_Task statement_
Your answer must be an exact transcription of every entry.

_Records for this task_
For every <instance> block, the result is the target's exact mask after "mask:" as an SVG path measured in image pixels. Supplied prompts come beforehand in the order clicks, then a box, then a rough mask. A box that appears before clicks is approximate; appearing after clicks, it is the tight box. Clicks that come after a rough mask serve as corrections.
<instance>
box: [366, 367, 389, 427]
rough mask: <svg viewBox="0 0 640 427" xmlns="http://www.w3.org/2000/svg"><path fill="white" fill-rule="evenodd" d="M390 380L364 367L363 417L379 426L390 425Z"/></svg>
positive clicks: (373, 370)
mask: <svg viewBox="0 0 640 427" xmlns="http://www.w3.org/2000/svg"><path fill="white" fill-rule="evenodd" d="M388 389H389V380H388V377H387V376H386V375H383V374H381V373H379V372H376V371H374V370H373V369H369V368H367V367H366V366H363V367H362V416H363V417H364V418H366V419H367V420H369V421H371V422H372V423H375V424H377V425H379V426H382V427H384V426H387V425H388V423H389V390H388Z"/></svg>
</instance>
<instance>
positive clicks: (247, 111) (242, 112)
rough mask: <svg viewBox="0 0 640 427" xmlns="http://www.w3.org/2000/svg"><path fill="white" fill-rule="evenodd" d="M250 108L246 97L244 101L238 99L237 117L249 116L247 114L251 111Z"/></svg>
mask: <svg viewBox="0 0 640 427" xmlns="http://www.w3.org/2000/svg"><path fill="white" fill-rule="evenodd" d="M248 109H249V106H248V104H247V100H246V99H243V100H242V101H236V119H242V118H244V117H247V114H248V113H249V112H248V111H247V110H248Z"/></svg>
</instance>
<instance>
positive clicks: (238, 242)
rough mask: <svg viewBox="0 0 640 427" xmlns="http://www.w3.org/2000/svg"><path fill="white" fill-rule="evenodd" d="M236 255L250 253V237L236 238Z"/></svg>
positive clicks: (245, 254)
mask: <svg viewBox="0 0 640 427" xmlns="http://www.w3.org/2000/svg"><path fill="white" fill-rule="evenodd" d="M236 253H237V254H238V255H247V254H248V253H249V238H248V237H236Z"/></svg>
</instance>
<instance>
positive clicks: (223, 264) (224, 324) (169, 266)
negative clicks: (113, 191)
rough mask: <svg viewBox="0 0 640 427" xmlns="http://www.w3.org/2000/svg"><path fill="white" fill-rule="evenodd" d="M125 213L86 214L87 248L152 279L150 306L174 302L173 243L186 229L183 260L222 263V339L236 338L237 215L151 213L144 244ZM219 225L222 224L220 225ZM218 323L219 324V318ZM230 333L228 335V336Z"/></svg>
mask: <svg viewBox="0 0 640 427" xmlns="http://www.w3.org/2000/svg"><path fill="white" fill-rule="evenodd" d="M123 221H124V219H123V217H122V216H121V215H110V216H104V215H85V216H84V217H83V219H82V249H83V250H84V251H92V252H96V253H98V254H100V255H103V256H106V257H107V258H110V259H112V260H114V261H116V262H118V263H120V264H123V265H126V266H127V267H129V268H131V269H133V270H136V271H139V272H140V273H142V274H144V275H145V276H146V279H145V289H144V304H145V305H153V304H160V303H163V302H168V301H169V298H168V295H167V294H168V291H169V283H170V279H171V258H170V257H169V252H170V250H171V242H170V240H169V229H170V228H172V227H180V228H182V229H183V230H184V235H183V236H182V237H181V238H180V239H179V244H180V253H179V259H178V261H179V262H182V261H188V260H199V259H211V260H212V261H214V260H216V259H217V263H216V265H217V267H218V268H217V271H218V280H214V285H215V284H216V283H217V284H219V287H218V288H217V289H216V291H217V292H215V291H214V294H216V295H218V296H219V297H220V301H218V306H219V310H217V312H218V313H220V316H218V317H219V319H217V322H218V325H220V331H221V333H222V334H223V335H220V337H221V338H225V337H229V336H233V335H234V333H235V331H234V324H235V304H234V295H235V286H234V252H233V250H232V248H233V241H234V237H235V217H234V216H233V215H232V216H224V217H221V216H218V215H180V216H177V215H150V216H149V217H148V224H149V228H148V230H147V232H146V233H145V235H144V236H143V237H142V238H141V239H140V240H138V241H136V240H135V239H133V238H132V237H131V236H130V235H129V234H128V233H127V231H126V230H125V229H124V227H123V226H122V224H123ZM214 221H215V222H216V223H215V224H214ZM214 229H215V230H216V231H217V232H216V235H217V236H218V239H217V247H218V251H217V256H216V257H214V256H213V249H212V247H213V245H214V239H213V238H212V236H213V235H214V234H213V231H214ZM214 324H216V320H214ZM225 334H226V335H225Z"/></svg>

_Response to the task_
For every <instance> block, the result is the target's exact mask after "mask:" as an SVG path measured in image pixels. Supplied prompts come beforehand in the order clicks, then a box, then a rough mask. A box that appears before clicks is approximate; appearing after clicks, it is the tight box. Clicks that come after a rough mask serve as corrections.
<instance>
box: [366, 367, 389, 427]
rough mask: <svg viewBox="0 0 640 427" xmlns="http://www.w3.org/2000/svg"><path fill="white" fill-rule="evenodd" d="M390 380L364 367L363 417L379 426L390 425Z"/></svg>
positive clicks: (373, 370)
mask: <svg viewBox="0 0 640 427" xmlns="http://www.w3.org/2000/svg"><path fill="white" fill-rule="evenodd" d="M388 389H389V380H388V377H387V376H386V375H383V374H381V373H379V372H376V371H374V370H373V369H369V368H367V367H366V366H363V367H362V416H363V417H364V418H366V419H367V420H369V421H371V422H372V423H375V424H377V425H379V426H382V427H384V426H387V425H388V423H389V390H388Z"/></svg>
</instance>
<instance>
positive clicks: (247, 111) (242, 112)
rough mask: <svg viewBox="0 0 640 427" xmlns="http://www.w3.org/2000/svg"><path fill="white" fill-rule="evenodd" d="M250 108L246 97L244 101L238 99L237 117L249 116L247 114L251 111Z"/></svg>
mask: <svg viewBox="0 0 640 427" xmlns="http://www.w3.org/2000/svg"><path fill="white" fill-rule="evenodd" d="M248 109H249V106H248V104H247V100H246V99H243V100H242V101H236V119H242V118H244V117H247V114H248V113H249V112H248V111H247V110H248Z"/></svg>
</instance>
<instance>
positive clicks: (238, 242)
rough mask: <svg viewBox="0 0 640 427" xmlns="http://www.w3.org/2000/svg"><path fill="white" fill-rule="evenodd" d="M236 255L250 253V237L236 238Z"/></svg>
positive clicks: (245, 254)
mask: <svg viewBox="0 0 640 427" xmlns="http://www.w3.org/2000/svg"><path fill="white" fill-rule="evenodd" d="M236 253H237V254H238V255H247V254H248V253H249V238H248V237H236Z"/></svg>
</instance>
<instance>
positive clicks: (223, 264) (224, 324) (169, 266)
negative clicks: (113, 191)
rough mask: <svg viewBox="0 0 640 427" xmlns="http://www.w3.org/2000/svg"><path fill="white" fill-rule="evenodd" d="M125 213L86 214L87 248L152 279L150 306L174 302L173 243L186 229L183 260L222 263V339L236 338L237 215L151 213L144 244ZM219 225L222 224L220 225ZM218 323L219 324V318ZM230 333L228 335V336Z"/></svg>
mask: <svg viewBox="0 0 640 427" xmlns="http://www.w3.org/2000/svg"><path fill="white" fill-rule="evenodd" d="M123 221H124V219H123V217H122V216H121V215H110V216H104V215H85V216H84V217H83V219H82V249H83V250H84V251H92V252H96V253H98V254H100V255H103V256H106V257H107V258H110V259H112V260H114V261H116V262H118V263H120V264H123V265H126V266H127V267H129V268H131V269H133V270H136V271H139V272H140V273H142V274H144V275H145V276H146V279H145V289H144V304H145V305H153V304H160V303H163V302H168V301H169V298H168V295H167V294H168V291H169V283H170V279H171V258H170V257H169V252H170V250H171V242H170V240H169V229H170V228H172V227H180V228H182V229H183V230H184V235H183V236H182V237H181V238H180V239H179V244H180V253H179V259H178V261H179V262H182V261H188V260H199V259H211V260H212V261H214V260H216V259H217V263H216V265H217V267H218V268H217V271H218V280H214V285H215V284H216V283H217V284H219V287H218V288H217V289H216V291H217V292H215V291H214V294H216V295H218V296H219V297H220V301H218V306H219V310H217V312H218V313H220V316H218V317H219V319H217V322H218V325H220V331H221V333H222V334H223V335H220V337H221V338H225V337H229V336H233V335H234V333H235V331H234V324H235V304H234V295H235V286H234V252H233V250H232V248H233V241H234V237H235V217H234V216H233V215H232V216H224V217H221V216H218V215H180V216H177V215H150V216H149V217H148V224H149V228H148V230H147V232H146V233H145V235H144V236H143V237H142V238H141V239H140V240H138V241H136V240H135V239H133V238H132V237H131V236H130V235H129V234H128V233H127V231H126V230H125V229H124V227H123V226H122V224H123ZM214 221H215V222H216V223H215V224H214ZM214 229H215V230H216V231H217V232H216V235H217V236H218V239H217V247H218V251H217V256H216V257H214V256H213V249H212V247H213V245H214V239H213V238H212V236H213V235H214V234H213V231H214ZM214 324H216V320H214ZM225 334H226V335H225Z"/></svg>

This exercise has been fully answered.